Exercise brief:
Repeat exactly the lines from the line containing "Target: side step" through the last line of the records below, inclusive, and nothing else.
[START Source material]
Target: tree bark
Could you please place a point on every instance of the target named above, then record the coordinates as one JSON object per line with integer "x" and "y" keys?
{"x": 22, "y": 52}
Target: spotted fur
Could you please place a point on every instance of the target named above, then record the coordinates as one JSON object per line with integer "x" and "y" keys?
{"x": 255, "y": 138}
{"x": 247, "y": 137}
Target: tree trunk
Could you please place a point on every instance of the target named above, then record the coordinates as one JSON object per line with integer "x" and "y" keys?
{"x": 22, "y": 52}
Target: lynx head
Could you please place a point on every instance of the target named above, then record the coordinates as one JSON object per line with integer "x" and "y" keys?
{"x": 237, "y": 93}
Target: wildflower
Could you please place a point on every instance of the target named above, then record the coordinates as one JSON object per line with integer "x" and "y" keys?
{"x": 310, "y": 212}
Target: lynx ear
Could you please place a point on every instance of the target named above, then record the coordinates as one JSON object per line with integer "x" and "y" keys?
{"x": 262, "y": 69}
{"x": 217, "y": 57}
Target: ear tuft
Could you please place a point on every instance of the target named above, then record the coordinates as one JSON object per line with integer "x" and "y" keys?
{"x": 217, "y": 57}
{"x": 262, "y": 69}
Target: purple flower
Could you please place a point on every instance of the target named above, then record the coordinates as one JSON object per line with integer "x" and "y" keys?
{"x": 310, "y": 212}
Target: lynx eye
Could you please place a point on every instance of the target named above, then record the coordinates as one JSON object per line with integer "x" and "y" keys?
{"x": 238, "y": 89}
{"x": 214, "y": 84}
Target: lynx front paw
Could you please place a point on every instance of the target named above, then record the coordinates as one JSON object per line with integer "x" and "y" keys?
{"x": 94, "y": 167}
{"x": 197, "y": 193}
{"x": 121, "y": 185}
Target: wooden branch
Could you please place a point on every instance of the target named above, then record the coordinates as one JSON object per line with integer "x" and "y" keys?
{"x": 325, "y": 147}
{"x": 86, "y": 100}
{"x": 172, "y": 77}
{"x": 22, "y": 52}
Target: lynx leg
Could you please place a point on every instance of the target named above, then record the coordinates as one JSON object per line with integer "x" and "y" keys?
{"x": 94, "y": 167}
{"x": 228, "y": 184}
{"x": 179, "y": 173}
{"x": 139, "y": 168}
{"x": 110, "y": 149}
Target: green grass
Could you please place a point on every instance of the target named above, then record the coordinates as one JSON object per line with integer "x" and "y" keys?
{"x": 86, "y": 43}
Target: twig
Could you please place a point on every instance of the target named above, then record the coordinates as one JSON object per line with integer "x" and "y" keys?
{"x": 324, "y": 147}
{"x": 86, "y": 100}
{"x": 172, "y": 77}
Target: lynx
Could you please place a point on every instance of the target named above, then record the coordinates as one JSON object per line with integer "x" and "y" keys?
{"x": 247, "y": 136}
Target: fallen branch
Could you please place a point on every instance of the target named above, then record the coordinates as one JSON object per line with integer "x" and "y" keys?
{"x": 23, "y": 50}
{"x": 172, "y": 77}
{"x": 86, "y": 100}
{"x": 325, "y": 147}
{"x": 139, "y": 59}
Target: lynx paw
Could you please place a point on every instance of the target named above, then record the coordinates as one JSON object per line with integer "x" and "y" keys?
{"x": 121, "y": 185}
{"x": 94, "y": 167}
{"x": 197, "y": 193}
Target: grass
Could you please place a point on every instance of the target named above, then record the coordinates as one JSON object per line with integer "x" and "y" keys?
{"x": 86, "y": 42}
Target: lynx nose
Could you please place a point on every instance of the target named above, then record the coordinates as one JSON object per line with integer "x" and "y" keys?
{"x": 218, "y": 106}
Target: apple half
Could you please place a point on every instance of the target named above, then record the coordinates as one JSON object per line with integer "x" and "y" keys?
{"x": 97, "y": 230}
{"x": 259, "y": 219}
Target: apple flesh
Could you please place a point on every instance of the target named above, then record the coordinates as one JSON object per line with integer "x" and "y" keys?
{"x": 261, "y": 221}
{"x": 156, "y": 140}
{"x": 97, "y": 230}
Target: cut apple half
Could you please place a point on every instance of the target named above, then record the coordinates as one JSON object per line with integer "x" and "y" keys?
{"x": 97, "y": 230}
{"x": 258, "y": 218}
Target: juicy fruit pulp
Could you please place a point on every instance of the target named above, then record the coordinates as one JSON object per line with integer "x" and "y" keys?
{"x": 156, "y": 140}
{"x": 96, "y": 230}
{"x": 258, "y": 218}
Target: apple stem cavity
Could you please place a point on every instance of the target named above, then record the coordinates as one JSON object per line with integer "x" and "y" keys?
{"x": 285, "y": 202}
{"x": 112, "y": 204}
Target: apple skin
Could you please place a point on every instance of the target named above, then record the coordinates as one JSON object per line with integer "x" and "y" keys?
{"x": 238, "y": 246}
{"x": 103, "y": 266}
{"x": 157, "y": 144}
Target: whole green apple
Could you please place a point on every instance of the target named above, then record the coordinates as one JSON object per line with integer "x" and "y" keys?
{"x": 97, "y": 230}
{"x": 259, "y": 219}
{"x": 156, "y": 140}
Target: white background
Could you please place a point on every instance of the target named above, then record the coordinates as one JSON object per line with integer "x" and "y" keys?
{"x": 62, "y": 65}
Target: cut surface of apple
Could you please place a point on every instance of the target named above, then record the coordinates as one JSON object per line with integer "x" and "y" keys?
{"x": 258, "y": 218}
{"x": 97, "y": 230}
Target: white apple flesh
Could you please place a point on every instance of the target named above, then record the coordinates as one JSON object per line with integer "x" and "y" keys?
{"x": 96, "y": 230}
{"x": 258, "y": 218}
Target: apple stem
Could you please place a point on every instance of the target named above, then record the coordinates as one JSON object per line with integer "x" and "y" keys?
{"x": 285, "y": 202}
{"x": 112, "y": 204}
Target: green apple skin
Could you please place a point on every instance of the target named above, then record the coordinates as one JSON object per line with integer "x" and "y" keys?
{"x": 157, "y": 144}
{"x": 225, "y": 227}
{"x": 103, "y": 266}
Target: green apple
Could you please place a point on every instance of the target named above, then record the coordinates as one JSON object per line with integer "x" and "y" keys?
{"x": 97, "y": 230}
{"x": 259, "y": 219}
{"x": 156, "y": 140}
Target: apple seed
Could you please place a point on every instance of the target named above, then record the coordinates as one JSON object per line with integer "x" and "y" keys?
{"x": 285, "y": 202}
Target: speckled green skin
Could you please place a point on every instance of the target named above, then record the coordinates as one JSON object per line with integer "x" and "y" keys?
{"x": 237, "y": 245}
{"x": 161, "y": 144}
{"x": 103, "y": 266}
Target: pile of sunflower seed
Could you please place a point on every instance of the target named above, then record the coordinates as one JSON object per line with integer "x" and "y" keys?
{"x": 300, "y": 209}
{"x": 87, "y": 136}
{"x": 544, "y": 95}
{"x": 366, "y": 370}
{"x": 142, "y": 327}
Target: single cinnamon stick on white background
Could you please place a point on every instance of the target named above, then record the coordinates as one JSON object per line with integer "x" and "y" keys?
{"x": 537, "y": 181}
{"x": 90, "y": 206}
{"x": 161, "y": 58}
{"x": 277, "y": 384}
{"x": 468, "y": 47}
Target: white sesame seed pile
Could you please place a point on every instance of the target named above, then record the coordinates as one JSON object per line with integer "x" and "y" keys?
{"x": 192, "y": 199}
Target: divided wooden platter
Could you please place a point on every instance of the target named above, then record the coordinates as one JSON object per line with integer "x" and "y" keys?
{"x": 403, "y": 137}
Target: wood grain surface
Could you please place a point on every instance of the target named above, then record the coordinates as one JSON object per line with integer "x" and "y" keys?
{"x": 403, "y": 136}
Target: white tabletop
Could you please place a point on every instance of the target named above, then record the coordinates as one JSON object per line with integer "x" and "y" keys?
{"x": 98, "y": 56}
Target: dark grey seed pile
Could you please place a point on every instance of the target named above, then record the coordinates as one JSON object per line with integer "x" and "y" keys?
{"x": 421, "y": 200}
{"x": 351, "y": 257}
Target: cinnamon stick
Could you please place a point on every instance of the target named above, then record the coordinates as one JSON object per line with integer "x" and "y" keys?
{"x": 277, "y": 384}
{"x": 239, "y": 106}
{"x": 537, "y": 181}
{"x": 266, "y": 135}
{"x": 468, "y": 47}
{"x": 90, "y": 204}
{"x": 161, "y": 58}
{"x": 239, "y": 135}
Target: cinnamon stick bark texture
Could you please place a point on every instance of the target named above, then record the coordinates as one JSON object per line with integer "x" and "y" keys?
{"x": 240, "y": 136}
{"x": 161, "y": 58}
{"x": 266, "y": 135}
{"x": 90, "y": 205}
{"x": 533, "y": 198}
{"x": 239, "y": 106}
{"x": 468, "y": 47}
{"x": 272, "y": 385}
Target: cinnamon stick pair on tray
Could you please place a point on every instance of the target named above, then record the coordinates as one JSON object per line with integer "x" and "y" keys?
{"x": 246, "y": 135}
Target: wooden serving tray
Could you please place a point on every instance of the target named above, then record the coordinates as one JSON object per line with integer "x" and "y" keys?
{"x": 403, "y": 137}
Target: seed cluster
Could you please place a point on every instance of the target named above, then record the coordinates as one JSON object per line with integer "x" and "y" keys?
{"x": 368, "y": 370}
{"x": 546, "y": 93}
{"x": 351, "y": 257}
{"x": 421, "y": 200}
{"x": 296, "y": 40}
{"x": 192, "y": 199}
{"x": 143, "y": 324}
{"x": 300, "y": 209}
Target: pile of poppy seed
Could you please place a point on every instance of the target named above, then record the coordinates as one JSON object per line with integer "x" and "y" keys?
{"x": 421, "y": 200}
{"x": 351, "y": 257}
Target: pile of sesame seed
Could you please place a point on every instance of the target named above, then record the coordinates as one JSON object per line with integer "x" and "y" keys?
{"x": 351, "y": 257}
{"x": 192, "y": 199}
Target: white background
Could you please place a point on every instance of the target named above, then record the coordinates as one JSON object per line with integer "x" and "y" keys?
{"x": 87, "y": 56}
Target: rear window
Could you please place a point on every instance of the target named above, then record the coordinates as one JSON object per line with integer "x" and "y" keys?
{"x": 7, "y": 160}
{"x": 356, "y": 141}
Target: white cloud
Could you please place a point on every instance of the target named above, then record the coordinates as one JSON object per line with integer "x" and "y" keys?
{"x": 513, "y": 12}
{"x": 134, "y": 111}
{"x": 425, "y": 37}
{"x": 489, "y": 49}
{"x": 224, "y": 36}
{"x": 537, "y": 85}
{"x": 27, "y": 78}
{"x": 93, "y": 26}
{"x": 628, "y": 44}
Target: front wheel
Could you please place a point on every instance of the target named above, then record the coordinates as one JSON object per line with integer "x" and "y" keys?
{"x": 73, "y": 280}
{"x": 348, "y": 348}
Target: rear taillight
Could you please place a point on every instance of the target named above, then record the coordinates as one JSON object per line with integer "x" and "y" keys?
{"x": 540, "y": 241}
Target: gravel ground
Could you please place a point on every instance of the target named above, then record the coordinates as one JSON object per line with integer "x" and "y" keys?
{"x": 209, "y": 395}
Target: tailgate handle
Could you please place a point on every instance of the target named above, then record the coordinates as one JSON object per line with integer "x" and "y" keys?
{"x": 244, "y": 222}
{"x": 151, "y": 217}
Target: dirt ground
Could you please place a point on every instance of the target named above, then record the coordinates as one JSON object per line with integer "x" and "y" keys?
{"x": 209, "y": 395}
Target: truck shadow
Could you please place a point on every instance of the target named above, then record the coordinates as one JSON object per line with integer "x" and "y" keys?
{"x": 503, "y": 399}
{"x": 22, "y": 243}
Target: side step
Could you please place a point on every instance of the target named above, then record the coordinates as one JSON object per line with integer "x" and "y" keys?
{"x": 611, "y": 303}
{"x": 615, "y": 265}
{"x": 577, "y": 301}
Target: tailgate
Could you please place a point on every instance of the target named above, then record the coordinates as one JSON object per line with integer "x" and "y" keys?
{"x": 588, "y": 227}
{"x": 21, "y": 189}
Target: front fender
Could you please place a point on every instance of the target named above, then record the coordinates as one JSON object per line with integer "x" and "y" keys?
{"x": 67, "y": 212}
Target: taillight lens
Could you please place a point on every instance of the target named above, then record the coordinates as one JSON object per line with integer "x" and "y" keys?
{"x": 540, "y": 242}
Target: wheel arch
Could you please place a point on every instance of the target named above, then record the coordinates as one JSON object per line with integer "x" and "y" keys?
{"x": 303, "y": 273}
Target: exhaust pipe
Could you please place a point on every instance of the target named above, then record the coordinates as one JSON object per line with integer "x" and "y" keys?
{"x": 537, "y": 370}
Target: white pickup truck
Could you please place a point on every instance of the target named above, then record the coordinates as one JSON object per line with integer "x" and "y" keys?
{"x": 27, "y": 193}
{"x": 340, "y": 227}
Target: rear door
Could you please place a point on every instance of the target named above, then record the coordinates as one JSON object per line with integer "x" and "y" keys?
[END Source material]
Full response:
Target: side step
Could you please place a point on every instance of the target named above, then record the coordinates as one JSON object per line with integer "x" and "y" keys?
{"x": 611, "y": 303}
{"x": 615, "y": 265}
{"x": 577, "y": 301}
Target: tailgate
Could you please place a point on every instance of the target named above, then record the coordinates as one JSON object per line with integer "x" and "y" keys?
{"x": 588, "y": 227}
{"x": 21, "y": 189}
Target: front fender
Could you please place a point on every instance of the target named above, then record the coordinates as one JSON object per line with integer "x" and "y" keys?
{"x": 67, "y": 212}
Target: taillight lens
Could you please place a point on every instance of the target named above, then record the coordinates as one JSON object per line with integer "x" and "y" keys?
{"x": 540, "y": 242}
Target: wheel arch
Could you please place a point on every instance of the target named above, then record the coordinates as one JSON object per line with integer "x" and "y" keys?
{"x": 303, "y": 273}
Target: exhaust pipe
Could you please place a point on every instance of the target named above, then record the coordinates as one JSON object per line with integer "x" and "y" keys?
{"x": 537, "y": 370}
Target: white pickup truck
Could you please place a point on every instance of the target named above, then record the coordinates as one JSON object per line with integer "x" and "y" keys?
{"x": 27, "y": 193}
{"x": 340, "y": 227}
Target: rear door
Could you please place a point on every instance of the target named above, then record the coordinates as one JSON object per line with integer "x" and "y" keys?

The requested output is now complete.